Information shown -
[Begin]

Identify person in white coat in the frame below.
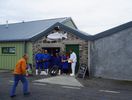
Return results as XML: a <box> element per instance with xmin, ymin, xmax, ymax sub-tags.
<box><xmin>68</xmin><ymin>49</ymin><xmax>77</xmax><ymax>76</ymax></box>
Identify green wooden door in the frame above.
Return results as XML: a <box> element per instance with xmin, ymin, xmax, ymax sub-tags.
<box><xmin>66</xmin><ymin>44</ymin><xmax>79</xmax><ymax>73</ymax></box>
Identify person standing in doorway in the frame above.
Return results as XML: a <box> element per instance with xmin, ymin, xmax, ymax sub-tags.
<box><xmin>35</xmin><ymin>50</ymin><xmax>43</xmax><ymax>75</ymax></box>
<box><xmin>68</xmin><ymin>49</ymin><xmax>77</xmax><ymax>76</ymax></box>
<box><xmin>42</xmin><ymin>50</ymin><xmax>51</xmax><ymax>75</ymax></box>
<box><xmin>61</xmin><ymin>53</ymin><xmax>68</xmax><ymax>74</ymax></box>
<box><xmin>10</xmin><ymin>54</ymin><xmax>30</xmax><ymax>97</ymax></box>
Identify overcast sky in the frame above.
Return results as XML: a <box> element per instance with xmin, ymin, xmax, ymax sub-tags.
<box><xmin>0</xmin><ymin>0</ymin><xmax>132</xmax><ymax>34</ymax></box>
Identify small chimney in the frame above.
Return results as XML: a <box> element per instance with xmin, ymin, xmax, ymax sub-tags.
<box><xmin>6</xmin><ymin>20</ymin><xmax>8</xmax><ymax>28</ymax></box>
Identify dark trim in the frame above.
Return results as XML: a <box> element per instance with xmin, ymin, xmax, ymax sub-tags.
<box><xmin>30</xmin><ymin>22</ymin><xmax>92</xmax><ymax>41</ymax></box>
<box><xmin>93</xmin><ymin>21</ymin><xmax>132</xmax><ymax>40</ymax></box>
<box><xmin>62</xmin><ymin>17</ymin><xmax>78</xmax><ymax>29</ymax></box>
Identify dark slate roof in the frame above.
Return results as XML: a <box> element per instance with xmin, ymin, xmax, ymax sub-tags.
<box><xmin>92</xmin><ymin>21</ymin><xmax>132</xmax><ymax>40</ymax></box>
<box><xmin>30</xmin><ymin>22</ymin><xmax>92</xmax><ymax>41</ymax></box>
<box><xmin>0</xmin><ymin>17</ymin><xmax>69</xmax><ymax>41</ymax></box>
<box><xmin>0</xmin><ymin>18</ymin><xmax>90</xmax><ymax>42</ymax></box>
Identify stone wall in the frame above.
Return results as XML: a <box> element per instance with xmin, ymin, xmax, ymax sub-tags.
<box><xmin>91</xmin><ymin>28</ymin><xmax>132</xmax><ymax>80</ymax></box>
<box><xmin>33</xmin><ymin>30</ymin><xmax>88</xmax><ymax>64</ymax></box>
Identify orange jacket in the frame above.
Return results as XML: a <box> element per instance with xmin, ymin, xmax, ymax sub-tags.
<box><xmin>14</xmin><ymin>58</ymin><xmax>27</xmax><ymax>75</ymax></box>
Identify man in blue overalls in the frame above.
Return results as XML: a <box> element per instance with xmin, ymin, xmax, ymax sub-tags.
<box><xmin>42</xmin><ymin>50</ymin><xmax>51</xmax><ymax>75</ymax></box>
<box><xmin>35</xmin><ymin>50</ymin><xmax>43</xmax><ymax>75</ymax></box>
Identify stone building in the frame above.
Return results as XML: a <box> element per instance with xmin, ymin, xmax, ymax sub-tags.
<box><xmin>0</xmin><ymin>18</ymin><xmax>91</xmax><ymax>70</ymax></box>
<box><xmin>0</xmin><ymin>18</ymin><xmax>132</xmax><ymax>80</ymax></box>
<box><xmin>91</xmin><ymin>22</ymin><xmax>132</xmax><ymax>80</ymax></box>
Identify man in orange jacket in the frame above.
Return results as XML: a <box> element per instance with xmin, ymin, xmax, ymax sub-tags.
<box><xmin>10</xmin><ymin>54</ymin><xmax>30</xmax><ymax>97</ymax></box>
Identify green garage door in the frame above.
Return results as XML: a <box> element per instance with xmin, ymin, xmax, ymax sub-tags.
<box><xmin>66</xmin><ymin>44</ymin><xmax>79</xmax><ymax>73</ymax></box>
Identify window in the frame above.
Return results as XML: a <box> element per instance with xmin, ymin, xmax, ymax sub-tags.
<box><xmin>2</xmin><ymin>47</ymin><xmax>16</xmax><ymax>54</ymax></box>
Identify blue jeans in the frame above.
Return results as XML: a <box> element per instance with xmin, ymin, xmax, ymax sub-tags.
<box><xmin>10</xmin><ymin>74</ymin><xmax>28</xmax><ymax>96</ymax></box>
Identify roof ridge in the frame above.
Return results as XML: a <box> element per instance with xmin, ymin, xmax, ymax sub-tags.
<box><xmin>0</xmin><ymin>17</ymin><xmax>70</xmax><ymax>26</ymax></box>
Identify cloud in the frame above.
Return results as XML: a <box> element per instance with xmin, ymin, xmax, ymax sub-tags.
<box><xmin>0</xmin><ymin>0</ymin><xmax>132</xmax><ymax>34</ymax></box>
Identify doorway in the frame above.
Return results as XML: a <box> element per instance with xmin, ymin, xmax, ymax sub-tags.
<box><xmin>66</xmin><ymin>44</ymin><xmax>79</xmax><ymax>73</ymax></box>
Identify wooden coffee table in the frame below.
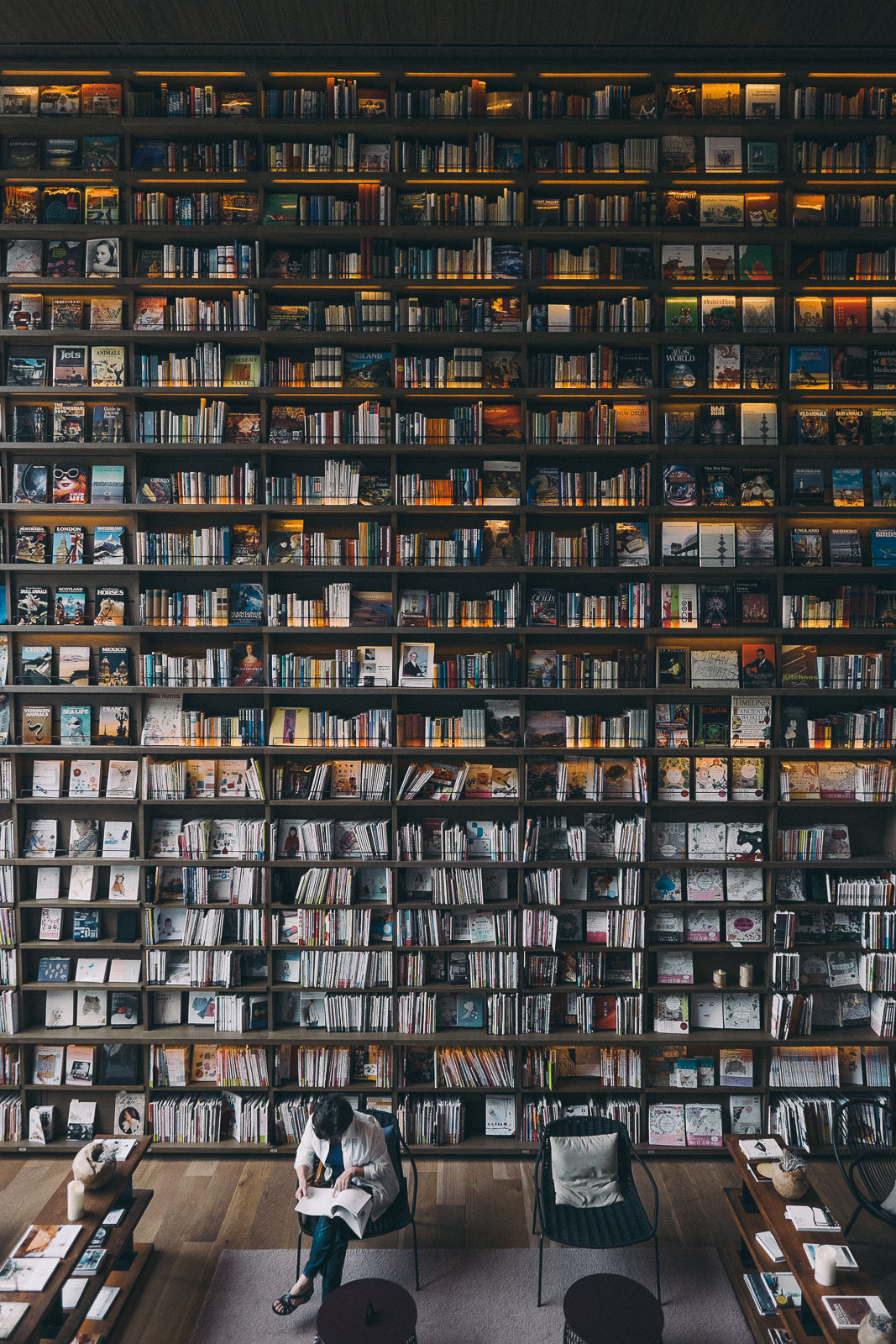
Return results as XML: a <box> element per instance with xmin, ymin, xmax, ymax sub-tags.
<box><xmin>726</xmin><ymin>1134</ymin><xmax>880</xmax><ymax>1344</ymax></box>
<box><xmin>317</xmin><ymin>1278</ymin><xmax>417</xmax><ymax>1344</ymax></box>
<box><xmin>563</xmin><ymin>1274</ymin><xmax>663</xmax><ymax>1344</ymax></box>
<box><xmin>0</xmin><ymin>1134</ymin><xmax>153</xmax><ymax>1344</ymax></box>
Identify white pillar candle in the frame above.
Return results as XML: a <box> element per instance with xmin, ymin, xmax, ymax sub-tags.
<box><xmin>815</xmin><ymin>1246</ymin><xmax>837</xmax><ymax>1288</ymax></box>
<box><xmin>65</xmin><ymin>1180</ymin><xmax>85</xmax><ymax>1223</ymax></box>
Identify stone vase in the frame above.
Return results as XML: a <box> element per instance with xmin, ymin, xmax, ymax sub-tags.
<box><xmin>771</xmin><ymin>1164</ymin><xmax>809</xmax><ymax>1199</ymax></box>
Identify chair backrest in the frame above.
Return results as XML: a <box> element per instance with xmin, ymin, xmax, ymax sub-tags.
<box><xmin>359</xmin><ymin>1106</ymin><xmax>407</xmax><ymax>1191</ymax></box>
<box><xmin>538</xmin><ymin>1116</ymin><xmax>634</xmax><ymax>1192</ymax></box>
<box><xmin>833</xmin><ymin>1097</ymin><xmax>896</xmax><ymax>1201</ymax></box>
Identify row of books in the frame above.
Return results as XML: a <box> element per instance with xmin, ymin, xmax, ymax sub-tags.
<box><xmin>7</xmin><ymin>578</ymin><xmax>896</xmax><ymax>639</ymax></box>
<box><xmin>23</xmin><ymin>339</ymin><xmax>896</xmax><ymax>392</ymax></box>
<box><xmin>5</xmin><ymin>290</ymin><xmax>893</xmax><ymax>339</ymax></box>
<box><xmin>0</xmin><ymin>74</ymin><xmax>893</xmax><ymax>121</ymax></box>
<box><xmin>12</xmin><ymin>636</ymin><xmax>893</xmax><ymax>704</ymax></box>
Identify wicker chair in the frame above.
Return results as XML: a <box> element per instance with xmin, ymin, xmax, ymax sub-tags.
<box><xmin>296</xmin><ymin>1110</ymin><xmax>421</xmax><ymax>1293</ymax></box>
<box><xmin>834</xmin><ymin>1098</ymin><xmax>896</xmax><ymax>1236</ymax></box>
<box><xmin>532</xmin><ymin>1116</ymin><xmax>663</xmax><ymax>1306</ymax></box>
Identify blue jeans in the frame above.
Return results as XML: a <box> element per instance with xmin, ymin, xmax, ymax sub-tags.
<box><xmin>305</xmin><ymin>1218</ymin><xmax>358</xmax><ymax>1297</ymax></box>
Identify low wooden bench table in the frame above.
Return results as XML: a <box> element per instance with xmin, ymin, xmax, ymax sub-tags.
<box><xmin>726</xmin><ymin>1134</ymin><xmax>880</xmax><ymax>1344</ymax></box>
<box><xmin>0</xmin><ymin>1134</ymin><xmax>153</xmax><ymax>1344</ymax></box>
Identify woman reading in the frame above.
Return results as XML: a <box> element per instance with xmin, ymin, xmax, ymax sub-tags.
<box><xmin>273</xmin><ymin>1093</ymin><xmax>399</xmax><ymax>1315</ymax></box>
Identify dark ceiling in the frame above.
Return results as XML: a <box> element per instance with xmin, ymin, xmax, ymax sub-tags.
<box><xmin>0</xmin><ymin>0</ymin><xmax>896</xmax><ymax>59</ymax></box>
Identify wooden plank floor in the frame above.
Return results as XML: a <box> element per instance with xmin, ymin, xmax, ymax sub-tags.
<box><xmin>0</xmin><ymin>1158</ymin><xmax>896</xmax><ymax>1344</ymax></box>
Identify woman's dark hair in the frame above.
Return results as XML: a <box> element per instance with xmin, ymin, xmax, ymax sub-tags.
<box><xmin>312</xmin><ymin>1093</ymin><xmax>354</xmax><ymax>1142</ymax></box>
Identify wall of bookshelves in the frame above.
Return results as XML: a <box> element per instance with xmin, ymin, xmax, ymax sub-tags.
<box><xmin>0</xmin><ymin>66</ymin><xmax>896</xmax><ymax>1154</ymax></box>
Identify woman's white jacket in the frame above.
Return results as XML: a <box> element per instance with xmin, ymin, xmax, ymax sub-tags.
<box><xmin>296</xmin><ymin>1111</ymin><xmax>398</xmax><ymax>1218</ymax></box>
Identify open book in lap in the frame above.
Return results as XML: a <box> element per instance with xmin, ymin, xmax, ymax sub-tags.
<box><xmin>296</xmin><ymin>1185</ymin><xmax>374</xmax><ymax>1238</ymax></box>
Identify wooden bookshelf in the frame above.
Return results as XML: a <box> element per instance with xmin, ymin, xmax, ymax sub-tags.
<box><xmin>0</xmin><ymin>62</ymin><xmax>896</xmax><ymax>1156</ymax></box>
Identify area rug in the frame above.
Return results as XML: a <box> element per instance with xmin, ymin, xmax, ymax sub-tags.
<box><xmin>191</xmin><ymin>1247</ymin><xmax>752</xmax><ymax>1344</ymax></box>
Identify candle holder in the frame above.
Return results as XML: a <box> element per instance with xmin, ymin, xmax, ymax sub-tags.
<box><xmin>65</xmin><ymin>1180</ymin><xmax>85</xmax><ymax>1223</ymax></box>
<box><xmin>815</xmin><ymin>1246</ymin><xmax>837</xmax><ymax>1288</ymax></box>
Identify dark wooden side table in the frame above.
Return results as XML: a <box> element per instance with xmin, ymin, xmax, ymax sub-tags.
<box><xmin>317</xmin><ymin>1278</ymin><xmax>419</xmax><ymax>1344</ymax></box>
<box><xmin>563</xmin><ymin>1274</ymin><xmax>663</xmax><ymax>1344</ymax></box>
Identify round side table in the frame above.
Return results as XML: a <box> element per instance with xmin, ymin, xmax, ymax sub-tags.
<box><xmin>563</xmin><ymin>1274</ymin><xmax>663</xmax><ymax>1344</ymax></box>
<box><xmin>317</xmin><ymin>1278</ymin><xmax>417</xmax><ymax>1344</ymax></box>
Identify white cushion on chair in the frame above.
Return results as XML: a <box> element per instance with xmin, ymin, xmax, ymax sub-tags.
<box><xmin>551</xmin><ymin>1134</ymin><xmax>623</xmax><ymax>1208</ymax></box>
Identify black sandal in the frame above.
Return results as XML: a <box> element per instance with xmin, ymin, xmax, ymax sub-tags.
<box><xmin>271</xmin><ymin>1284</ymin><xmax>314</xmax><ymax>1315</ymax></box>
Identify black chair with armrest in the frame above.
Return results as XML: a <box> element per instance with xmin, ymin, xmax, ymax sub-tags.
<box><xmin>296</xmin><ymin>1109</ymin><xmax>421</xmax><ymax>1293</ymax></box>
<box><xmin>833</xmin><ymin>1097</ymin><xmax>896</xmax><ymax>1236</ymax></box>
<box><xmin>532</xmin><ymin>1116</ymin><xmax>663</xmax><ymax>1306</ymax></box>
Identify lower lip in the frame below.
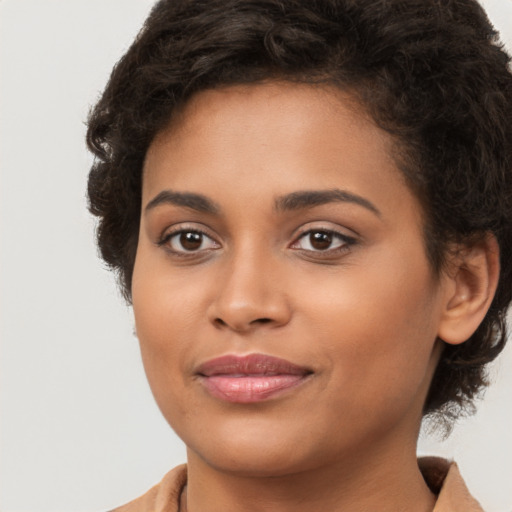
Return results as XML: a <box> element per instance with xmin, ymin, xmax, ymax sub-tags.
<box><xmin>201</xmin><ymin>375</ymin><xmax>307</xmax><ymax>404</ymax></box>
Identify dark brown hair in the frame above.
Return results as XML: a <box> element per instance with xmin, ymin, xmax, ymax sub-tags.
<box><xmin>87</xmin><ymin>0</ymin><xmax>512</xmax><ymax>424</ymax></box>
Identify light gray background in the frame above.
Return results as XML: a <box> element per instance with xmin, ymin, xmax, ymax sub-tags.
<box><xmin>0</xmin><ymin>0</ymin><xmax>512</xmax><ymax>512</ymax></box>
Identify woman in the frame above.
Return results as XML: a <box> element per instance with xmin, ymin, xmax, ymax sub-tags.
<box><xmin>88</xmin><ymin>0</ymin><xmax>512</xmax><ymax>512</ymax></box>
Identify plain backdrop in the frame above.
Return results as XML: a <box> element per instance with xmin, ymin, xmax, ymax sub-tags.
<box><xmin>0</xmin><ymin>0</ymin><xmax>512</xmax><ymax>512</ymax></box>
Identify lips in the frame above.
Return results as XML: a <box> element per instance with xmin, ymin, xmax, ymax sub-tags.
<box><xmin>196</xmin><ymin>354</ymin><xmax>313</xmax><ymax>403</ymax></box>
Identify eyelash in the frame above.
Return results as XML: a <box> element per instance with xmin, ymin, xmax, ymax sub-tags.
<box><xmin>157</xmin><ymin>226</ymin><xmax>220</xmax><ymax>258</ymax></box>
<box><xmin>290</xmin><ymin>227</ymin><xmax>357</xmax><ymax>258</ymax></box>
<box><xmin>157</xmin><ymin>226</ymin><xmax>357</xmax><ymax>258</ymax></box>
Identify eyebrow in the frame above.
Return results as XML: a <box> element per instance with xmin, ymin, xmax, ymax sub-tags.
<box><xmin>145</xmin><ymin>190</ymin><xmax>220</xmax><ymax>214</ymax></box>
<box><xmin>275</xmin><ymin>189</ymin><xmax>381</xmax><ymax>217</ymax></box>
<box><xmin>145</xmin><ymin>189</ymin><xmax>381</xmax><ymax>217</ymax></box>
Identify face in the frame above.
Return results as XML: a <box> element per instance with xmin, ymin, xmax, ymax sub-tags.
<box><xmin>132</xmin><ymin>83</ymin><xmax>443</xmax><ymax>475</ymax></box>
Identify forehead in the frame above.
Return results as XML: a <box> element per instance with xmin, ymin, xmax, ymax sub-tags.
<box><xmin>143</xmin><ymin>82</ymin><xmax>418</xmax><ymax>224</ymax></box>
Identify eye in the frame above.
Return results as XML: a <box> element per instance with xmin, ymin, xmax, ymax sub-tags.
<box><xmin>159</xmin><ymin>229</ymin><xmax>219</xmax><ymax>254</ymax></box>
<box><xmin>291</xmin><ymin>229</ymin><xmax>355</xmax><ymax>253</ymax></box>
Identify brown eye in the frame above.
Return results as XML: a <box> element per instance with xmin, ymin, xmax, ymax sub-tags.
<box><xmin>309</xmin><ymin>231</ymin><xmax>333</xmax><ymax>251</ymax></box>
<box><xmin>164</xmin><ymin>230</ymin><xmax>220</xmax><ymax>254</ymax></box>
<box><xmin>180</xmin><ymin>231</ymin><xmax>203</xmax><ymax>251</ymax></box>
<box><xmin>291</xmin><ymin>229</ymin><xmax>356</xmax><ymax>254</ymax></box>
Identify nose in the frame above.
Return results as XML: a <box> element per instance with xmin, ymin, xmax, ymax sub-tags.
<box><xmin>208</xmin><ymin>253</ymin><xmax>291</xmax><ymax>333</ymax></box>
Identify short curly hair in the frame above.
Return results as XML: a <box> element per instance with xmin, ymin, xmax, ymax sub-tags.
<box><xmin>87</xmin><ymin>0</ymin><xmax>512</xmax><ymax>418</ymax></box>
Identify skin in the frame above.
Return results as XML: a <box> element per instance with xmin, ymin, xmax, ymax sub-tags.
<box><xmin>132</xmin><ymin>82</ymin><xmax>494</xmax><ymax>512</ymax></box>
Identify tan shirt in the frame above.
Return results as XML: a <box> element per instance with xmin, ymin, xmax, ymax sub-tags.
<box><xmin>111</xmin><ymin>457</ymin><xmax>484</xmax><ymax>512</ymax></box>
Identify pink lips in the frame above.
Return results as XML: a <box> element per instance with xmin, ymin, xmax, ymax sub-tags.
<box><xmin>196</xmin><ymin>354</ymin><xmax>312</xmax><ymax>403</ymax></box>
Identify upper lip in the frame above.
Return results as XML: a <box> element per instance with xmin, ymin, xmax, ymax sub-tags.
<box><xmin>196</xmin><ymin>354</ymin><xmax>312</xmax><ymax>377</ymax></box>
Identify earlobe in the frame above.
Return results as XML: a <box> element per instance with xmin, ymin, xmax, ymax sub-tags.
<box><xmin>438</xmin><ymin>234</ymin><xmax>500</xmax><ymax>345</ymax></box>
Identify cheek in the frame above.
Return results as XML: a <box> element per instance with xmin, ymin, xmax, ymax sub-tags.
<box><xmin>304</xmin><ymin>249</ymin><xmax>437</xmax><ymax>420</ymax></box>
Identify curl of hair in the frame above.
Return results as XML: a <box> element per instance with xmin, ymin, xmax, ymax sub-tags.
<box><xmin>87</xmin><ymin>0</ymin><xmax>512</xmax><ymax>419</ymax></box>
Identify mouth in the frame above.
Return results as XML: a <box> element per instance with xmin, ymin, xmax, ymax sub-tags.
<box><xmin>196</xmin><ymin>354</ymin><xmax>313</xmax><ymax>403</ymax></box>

[End]

Pick out every line in the records that contains the string "roof" and copy each one in full. Matching is case-sensitive.

Task response -
Identify dark slate roof in the frame above.
Identify roof ridge in the frame above.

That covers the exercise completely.